— begin —

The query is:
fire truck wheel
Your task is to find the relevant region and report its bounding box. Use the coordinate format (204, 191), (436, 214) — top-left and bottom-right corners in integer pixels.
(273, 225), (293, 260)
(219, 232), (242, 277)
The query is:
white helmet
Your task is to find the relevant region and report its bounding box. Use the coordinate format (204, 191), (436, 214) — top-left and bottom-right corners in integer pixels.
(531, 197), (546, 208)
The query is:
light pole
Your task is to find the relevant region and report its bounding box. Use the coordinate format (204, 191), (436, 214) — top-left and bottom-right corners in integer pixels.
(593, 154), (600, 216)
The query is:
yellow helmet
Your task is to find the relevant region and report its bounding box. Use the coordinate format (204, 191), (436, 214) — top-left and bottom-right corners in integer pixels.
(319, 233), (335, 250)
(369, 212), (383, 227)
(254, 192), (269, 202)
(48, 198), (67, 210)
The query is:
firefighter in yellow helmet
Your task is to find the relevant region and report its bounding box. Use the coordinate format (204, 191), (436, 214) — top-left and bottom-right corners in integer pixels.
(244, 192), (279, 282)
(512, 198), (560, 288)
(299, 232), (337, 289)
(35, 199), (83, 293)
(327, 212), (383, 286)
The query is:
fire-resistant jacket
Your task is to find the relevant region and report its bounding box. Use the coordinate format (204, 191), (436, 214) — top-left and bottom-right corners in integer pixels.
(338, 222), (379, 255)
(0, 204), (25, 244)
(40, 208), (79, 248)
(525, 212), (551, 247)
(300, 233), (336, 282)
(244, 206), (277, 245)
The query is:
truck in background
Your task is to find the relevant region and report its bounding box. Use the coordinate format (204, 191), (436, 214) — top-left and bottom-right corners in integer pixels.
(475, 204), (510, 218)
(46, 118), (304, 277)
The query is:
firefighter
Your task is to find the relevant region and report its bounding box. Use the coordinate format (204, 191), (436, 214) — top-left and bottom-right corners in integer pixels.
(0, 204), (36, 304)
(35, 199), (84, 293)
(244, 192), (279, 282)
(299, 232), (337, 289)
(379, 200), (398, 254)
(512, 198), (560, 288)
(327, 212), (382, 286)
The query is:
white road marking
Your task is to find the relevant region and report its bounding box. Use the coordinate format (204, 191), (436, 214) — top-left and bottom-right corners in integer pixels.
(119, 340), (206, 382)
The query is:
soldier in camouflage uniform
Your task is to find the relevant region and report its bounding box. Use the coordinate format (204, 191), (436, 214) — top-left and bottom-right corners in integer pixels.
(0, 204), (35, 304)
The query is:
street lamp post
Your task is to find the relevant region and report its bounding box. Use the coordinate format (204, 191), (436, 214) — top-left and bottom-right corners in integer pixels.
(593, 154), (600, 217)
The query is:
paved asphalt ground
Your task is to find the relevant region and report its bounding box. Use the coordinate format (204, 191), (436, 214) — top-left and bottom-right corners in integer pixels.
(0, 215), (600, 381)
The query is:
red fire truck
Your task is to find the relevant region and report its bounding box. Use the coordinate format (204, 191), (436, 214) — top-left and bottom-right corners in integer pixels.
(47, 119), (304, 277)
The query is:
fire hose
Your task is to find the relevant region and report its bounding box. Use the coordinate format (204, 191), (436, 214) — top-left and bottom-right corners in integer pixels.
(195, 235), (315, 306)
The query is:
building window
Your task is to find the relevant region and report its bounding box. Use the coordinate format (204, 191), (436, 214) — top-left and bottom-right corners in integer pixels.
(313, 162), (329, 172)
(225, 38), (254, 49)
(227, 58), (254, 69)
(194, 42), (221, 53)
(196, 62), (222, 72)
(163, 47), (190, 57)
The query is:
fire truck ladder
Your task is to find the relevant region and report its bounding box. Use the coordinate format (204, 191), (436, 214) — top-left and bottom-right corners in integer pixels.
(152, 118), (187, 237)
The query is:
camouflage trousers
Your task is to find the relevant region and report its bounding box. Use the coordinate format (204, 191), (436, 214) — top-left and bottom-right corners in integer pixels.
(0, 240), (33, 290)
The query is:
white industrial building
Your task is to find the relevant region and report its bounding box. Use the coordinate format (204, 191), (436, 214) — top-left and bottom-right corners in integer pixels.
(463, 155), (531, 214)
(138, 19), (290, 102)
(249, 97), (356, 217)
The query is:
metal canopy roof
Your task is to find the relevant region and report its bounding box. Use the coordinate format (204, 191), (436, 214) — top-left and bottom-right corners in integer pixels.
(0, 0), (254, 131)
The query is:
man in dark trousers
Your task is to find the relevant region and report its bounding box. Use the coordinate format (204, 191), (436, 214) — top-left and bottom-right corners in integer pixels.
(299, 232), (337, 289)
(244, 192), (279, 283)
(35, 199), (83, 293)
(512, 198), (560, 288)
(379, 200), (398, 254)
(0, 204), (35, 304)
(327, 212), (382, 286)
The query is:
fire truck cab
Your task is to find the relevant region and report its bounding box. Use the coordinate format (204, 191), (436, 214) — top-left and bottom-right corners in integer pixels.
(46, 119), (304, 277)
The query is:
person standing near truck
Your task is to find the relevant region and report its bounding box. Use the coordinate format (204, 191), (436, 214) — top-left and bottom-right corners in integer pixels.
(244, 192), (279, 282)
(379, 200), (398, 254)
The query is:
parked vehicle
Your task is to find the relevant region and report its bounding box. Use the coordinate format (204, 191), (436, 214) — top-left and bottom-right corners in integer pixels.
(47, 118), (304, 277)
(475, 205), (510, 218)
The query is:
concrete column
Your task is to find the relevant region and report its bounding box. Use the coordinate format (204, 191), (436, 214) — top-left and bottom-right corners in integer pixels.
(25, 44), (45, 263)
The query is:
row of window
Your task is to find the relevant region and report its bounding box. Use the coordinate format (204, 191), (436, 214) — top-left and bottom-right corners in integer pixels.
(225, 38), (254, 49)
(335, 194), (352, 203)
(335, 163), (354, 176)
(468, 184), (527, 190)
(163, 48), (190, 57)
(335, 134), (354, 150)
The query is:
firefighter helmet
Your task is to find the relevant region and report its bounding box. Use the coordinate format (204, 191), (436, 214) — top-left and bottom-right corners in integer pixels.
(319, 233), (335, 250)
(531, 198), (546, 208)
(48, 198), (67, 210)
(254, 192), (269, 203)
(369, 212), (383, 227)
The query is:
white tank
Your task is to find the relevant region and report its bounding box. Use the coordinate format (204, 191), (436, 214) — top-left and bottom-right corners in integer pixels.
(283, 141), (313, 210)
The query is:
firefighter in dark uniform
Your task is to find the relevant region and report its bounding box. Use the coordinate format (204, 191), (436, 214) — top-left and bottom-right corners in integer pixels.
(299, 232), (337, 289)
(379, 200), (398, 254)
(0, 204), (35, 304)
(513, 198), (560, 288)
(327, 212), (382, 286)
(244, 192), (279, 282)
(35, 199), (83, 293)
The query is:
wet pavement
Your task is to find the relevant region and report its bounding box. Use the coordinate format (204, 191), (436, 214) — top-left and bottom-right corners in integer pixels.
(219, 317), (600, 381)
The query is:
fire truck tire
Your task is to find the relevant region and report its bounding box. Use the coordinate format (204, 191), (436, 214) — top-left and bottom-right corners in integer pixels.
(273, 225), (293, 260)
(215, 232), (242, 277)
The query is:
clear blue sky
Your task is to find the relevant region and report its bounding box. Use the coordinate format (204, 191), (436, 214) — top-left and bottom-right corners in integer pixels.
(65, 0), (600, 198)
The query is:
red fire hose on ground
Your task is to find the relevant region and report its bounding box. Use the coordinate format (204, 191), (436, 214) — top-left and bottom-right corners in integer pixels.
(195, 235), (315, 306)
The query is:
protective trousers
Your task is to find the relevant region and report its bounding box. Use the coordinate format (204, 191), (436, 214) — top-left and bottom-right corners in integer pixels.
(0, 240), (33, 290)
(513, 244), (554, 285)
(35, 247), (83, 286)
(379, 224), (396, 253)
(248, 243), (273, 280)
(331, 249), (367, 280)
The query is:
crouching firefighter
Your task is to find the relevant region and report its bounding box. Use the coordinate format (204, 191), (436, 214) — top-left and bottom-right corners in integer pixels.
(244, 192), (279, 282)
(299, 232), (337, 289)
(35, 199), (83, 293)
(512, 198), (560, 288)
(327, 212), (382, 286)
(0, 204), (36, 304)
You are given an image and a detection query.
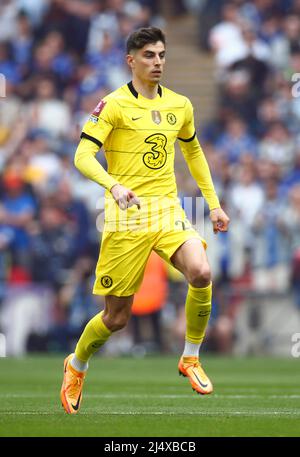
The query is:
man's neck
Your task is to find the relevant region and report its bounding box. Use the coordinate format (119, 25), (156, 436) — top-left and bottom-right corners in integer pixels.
(132, 79), (158, 99)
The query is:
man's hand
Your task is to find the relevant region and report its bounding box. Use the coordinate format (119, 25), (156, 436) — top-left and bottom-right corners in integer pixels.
(209, 208), (230, 233)
(110, 184), (141, 210)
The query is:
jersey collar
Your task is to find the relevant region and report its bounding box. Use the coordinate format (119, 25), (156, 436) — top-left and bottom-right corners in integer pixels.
(127, 81), (162, 98)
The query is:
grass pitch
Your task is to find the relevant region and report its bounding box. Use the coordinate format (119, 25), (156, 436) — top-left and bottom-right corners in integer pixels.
(0, 356), (300, 437)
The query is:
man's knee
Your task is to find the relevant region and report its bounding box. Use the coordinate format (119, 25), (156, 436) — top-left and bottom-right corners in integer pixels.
(186, 263), (211, 287)
(103, 310), (130, 332)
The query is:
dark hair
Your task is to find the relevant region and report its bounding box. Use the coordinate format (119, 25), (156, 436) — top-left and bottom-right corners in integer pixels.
(126, 27), (166, 54)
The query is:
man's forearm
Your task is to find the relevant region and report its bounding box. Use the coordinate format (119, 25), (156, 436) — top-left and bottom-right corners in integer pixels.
(74, 139), (118, 190)
(180, 136), (220, 210)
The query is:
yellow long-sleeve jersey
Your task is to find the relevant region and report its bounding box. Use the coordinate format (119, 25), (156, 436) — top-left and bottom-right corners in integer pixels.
(75, 83), (220, 209)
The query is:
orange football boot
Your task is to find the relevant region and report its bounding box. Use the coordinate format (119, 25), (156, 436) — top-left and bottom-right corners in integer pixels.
(178, 356), (213, 395)
(60, 354), (85, 414)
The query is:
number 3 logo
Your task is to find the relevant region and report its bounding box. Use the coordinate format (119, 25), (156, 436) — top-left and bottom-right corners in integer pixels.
(143, 133), (167, 170)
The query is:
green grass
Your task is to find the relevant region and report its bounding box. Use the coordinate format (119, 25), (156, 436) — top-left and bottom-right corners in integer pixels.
(0, 356), (300, 437)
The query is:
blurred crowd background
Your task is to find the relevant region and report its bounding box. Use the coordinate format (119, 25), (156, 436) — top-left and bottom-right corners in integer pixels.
(0, 0), (300, 356)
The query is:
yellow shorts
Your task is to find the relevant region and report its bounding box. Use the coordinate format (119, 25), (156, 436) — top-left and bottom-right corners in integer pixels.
(93, 227), (206, 297)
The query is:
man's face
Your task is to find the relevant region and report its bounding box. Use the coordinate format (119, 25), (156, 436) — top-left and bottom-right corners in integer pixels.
(127, 41), (166, 84)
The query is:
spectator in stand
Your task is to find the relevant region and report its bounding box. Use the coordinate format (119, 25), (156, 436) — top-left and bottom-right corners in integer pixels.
(229, 165), (264, 230)
(1, 167), (37, 267)
(208, 2), (245, 69)
(280, 184), (300, 310)
(29, 199), (76, 290)
(280, 149), (300, 198)
(11, 12), (34, 79)
(258, 122), (295, 175)
(271, 14), (300, 70)
(219, 70), (257, 131)
(215, 116), (257, 163)
(28, 76), (71, 137)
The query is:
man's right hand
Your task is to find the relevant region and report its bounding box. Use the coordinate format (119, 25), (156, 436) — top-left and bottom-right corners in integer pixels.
(110, 184), (141, 210)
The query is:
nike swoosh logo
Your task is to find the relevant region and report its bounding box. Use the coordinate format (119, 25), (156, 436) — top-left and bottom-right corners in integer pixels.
(71, 392), (81, 411)
(193, 370), (208, 388)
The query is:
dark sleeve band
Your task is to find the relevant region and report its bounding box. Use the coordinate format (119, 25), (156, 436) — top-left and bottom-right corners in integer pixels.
(80, 132), (102, 149)
(178, 131), (196, 143)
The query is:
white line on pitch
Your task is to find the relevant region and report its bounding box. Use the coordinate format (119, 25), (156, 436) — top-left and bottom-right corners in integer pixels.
(0, 411), (300, 417)
(0, 392), (300, 399)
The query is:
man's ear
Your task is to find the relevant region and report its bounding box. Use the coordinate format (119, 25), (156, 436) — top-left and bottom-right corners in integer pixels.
(126, 54), (134, 69)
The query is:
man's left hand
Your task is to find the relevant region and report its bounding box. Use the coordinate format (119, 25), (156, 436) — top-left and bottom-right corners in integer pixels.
(209, 208), (230, 233)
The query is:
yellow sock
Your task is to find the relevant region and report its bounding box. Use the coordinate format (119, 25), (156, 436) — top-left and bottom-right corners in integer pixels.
(75, 311), (112, 362)
(185, 283), (212, 344)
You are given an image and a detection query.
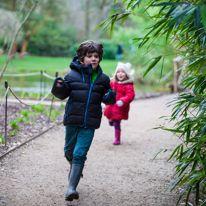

— end —

AIM OF THE EXERCISE:
Rewrite the records from their start through the line containing "(593, 154), (600, 216)", substituting "lamp post" for "light pole" and leaving everything else as it is.

WORKED ANSWER:
The query is:
fire truck wheel
Your task is to find the relevant region and report its bounding box. Use the coordinate format (204, 191), (436, 214) — top-left and bottom-right corners in integer pixels.
(273, 225), (293, 260)
(219, 232), (242, 277)
The query is:
white helmet
Your task is to find the relevant region and report its bounding box. Use the coordinate format (204, 191), (436, 214) — top-left and bottom-right corners in integer pixels.
(531, 197), (546, 208)
The query is:
lamp post
Your task is to find the relevant region and report its bounding box. Use the coordinate format (204, 191), (436, 214) — top-left and bottom-right corners in integer pixels.
(593, 154), (600, 216)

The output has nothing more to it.